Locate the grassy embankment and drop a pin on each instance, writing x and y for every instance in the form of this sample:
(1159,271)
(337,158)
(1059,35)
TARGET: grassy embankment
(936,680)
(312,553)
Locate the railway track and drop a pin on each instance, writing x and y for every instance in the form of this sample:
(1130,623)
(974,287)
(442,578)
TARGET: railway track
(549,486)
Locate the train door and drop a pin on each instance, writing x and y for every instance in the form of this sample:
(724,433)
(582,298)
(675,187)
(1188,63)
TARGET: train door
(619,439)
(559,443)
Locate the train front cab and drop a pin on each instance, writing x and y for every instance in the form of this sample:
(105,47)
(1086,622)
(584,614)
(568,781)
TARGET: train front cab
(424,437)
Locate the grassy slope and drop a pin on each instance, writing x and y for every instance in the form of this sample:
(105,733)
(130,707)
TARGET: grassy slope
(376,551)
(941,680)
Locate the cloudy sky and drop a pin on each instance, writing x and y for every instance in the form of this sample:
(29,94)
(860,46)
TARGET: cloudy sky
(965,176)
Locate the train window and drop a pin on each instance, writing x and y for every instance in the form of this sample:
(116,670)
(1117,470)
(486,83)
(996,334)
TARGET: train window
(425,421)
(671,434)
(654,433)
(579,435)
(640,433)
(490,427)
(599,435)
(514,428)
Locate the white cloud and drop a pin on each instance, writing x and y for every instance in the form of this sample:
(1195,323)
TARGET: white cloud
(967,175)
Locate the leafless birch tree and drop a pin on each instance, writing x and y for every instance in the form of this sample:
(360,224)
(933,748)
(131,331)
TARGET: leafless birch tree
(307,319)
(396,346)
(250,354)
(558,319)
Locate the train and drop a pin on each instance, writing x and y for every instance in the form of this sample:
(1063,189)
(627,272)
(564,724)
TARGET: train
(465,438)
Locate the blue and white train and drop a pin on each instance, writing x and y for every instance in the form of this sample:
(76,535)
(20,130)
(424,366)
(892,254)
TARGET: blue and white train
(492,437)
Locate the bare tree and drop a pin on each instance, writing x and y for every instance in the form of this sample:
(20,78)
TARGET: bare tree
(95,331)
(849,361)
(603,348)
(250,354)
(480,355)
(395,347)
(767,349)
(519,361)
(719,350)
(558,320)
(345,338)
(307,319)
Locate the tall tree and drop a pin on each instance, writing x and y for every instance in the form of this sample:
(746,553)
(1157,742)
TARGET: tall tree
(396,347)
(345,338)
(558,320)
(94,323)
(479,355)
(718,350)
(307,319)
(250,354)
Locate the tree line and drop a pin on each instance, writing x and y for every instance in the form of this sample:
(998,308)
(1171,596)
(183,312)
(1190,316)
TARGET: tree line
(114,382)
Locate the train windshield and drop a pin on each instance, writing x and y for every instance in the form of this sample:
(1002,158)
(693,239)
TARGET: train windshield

**Description of the task**
Using the material above, copy every line in which the string "windshield" occurs.

**Result for this task**
Locate the train windshield and drop a pin on each instance, writing x and y for every instance in the form of this sample:
TARGET: train windshield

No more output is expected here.